§ EXERCISE REQUIREMENTS
Rewrite the lines from the one containing "Target: sleeve cuff" through the end of the entries, switching "location" to "point" and leaving everything else unchanged.

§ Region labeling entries
--------------------

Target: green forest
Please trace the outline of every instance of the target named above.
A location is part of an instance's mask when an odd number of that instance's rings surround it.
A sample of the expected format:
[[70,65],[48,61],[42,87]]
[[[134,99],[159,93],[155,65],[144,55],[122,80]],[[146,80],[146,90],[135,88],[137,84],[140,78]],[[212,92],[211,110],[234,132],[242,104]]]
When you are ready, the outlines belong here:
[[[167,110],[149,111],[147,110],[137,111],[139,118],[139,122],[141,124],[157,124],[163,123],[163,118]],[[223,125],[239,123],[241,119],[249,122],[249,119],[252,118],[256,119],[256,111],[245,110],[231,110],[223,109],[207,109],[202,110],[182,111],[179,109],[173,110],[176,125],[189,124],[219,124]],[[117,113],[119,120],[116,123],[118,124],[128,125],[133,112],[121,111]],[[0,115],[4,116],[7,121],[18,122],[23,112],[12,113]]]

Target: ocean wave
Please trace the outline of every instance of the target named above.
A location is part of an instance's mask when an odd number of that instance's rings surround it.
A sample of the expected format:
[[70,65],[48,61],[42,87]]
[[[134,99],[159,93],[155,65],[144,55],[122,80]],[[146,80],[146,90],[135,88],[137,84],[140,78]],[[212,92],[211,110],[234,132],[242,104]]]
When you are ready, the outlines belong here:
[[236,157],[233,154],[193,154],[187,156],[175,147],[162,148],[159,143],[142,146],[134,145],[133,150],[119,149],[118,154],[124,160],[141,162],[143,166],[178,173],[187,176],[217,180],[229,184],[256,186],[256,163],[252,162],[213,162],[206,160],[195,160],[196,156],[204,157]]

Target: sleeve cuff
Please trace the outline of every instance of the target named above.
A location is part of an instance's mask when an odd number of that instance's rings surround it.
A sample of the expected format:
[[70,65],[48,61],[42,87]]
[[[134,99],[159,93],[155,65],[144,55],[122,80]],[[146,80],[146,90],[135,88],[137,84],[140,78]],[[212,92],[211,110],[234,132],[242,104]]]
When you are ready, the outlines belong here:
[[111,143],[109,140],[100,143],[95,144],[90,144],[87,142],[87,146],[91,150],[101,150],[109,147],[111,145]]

--------------------

§ SOLUTION TO THE EXERCISE
Target: sleeve cuff
Please trace the outline of every instance of the target named above.
A point is part of an instance's mask when an odd number of that instance's rings surround it.
A sample of the expected format:
[[70,65],[48,61],[42,87]]
[[[134,99],[159,93],[155,65],[144,55],[122,80]],[[146,80],[146,90],[135,88],[137,84],[140,78]],[[212,92],[211,110],[234,132],[242,104]]]
When you are ready, the outlines belong here:
[[111,143],[109,140],[100,143],[95,144],[90,144],[87,142],[87,146],[91,150],[101,150],[109,147],[111,145]]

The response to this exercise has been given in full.